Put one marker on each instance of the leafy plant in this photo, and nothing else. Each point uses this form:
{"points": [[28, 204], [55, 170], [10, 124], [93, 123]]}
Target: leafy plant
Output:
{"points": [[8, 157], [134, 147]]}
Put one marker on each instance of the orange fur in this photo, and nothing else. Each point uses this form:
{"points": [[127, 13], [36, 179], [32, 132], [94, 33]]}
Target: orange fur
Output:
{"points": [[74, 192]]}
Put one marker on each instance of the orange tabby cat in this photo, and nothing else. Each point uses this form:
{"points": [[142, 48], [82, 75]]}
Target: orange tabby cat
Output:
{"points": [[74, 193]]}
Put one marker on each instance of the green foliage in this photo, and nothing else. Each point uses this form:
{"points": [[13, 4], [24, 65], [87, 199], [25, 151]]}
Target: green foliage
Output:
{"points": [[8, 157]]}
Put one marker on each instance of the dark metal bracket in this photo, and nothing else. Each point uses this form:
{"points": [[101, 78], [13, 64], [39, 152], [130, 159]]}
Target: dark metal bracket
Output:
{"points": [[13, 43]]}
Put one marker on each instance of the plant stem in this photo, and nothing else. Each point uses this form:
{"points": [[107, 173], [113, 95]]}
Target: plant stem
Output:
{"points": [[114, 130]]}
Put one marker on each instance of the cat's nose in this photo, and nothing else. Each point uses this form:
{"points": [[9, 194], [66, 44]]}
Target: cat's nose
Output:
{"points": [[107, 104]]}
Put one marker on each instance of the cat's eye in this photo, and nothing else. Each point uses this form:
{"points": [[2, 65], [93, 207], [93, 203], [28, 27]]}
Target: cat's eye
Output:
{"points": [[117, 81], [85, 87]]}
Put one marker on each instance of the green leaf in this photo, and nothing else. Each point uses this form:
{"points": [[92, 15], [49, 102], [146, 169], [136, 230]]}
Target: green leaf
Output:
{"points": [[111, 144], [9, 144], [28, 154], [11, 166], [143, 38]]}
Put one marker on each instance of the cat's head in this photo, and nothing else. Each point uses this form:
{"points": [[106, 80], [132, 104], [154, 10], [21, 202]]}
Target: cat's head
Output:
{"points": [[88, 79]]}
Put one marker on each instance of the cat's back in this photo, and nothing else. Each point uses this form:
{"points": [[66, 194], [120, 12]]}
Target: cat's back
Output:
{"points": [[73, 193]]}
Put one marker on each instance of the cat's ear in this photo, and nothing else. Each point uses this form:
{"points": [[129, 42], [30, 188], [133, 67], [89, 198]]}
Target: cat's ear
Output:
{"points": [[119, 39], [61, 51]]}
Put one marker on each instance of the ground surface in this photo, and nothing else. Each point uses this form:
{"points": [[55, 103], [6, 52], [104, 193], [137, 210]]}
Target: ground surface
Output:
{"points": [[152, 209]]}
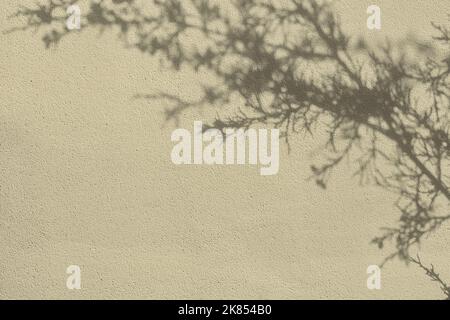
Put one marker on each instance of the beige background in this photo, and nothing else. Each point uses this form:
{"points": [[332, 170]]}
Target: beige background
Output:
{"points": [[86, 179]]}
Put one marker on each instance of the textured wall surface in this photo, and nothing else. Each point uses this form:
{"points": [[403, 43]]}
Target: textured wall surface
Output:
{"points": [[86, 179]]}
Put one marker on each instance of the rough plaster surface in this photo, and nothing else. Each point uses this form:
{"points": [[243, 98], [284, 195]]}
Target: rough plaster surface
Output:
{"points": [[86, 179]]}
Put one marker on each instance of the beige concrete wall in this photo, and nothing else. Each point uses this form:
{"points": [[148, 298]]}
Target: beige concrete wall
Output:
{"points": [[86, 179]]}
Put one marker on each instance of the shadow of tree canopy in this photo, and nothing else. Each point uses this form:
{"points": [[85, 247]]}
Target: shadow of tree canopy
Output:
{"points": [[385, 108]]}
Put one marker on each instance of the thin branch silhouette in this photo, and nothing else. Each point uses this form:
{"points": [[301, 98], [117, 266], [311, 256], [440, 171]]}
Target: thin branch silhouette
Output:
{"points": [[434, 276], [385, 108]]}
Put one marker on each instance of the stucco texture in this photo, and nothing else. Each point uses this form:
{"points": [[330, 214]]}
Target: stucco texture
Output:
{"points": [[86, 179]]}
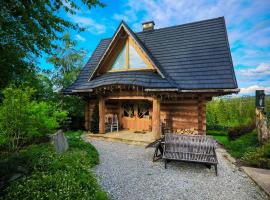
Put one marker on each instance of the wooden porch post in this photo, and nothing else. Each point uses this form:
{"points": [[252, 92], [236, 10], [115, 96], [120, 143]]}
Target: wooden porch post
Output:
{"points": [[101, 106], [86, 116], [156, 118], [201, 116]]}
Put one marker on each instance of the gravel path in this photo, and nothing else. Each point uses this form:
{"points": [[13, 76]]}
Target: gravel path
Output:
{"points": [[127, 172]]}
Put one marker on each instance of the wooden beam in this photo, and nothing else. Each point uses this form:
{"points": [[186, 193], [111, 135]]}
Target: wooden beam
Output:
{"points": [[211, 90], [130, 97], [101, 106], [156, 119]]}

...

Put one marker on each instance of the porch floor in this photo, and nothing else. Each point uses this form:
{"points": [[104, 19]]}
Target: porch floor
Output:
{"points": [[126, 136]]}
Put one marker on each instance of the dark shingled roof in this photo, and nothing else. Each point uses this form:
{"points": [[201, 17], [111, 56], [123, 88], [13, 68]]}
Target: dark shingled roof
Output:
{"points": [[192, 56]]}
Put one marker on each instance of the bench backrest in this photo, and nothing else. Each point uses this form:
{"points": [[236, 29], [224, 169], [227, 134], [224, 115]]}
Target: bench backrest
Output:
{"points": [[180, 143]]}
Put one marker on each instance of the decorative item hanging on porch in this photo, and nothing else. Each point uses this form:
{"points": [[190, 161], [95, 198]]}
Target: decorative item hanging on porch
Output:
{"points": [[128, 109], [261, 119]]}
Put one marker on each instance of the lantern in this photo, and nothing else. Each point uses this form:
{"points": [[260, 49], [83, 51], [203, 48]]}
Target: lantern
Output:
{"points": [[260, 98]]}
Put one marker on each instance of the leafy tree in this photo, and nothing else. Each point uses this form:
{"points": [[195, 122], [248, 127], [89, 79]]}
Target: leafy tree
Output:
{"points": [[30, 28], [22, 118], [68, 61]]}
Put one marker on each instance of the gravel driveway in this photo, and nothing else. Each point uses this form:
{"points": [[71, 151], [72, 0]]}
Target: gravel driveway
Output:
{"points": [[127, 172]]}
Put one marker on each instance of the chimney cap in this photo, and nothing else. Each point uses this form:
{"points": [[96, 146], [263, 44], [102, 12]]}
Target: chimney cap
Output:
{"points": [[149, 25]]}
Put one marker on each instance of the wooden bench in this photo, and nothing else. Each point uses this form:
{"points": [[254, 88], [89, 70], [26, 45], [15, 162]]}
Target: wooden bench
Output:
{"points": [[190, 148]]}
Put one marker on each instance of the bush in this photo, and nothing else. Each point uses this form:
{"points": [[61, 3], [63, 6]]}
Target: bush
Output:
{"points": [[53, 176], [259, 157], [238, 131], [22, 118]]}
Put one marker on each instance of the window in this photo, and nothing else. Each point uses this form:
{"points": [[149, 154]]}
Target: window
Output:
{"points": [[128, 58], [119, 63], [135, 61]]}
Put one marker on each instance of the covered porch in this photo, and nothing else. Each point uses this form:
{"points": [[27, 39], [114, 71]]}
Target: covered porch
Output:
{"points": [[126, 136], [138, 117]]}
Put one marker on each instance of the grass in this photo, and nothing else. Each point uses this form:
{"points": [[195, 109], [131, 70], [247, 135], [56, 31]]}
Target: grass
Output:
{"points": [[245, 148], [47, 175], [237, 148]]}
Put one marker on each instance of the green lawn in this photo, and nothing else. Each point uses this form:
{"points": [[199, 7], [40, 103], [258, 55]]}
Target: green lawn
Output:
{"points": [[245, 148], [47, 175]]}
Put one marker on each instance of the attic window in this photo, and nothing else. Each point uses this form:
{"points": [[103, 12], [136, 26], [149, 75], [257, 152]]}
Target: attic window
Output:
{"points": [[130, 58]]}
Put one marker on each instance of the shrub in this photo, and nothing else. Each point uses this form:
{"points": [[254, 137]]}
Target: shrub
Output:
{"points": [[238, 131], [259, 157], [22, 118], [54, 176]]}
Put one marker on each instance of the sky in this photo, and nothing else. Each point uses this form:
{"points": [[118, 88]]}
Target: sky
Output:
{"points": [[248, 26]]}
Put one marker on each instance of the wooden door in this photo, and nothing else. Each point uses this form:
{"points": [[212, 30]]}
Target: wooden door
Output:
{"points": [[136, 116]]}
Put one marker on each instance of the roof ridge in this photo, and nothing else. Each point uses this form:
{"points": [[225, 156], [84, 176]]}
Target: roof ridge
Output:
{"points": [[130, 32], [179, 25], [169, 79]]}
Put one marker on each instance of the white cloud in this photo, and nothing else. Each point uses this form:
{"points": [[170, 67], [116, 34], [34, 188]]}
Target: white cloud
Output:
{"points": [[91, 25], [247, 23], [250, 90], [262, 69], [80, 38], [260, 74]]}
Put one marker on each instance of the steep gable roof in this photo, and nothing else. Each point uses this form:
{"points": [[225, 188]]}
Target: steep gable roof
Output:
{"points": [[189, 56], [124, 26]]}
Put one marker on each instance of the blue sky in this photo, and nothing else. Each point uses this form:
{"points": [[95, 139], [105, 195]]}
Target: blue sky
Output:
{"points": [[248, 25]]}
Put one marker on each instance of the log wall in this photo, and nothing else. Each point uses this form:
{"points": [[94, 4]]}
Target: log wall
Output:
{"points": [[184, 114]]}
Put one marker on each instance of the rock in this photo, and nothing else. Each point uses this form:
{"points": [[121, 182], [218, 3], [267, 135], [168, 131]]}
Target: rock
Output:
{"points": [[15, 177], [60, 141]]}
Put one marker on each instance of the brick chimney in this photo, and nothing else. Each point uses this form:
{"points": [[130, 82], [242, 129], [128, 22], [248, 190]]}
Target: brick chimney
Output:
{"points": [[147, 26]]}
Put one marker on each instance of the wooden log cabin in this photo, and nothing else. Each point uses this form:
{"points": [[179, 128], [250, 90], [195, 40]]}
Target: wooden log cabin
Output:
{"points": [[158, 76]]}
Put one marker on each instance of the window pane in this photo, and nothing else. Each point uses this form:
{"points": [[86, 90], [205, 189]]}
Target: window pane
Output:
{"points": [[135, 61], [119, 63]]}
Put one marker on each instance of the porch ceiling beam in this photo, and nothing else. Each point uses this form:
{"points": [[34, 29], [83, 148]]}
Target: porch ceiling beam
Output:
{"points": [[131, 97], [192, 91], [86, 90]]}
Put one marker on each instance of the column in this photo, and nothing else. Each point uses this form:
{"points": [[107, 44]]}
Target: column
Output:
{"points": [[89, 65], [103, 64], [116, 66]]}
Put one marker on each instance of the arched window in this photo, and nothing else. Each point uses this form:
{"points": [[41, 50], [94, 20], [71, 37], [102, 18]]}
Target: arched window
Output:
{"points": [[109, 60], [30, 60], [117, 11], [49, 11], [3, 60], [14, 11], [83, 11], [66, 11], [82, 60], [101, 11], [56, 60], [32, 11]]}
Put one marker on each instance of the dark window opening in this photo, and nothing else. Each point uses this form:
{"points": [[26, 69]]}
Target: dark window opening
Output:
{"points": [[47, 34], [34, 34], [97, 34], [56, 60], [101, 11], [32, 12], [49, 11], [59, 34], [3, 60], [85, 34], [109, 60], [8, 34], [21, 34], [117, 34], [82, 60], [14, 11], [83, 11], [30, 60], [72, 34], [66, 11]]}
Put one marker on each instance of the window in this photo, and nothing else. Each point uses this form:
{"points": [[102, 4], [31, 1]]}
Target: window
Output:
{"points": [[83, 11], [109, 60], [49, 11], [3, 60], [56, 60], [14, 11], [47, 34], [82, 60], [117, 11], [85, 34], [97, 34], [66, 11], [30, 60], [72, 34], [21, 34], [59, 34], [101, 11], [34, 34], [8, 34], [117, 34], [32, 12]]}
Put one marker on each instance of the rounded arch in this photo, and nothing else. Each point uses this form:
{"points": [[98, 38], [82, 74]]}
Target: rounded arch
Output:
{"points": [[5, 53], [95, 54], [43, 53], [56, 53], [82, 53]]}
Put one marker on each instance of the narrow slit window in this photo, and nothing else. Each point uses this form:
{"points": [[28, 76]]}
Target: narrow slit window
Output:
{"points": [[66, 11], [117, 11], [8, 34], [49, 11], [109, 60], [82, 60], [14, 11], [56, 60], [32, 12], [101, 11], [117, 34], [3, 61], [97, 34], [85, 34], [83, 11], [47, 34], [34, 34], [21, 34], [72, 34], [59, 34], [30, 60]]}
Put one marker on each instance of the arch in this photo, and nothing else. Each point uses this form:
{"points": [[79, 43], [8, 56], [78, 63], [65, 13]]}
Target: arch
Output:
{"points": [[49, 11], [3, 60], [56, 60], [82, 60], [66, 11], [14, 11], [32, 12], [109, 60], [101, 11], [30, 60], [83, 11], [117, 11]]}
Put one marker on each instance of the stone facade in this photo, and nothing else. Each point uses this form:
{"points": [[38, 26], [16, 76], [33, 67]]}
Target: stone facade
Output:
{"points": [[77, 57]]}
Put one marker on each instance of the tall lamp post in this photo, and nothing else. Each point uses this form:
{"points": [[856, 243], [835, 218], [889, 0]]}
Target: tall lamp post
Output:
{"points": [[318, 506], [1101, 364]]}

==

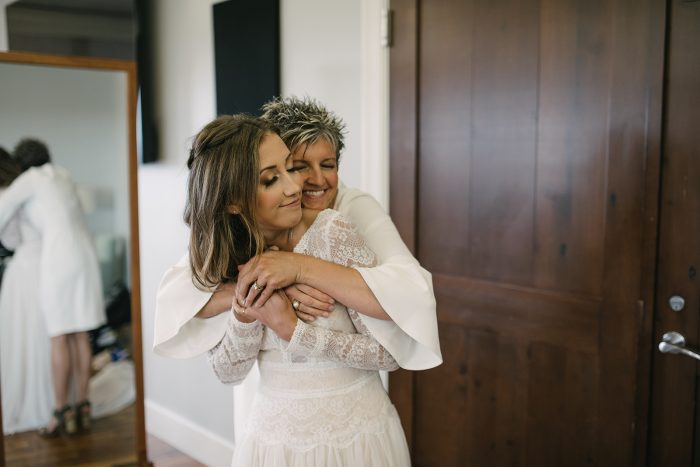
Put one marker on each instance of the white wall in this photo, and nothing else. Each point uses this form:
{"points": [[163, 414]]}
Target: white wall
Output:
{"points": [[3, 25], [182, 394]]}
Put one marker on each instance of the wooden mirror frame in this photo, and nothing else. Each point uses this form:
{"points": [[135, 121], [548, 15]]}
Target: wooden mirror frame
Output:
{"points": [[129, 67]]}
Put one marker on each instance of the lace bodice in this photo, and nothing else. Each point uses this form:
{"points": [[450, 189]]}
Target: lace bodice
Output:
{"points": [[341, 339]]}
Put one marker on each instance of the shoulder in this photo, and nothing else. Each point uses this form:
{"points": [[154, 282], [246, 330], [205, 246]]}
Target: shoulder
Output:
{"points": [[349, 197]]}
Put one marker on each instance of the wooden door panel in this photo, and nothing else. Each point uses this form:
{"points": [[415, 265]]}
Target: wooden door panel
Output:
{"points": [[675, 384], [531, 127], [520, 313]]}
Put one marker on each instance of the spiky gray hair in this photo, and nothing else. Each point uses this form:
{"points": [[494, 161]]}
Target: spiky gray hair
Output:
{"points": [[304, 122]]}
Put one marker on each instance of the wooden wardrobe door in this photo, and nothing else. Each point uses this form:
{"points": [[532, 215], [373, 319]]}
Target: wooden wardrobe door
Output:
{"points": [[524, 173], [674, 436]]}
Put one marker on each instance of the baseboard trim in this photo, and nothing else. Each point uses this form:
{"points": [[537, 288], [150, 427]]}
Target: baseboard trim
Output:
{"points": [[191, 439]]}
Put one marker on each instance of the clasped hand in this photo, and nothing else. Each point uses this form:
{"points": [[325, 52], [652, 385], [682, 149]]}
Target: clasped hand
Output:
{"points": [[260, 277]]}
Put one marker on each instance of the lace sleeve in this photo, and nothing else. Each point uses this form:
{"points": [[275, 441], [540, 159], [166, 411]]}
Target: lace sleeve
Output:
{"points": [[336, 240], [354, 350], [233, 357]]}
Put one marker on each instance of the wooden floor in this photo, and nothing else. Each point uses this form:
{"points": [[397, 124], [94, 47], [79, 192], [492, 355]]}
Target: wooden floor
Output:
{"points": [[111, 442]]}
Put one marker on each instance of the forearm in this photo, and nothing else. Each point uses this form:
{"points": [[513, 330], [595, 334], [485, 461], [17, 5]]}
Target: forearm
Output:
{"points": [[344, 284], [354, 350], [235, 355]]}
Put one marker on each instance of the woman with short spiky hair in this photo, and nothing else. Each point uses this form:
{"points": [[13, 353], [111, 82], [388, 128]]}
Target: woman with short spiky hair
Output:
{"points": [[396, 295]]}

### [Task details]
How many lines above contain the string "concrete"? Matching is case-sensitive. Reply with the number alone.

### [Result of the task]
2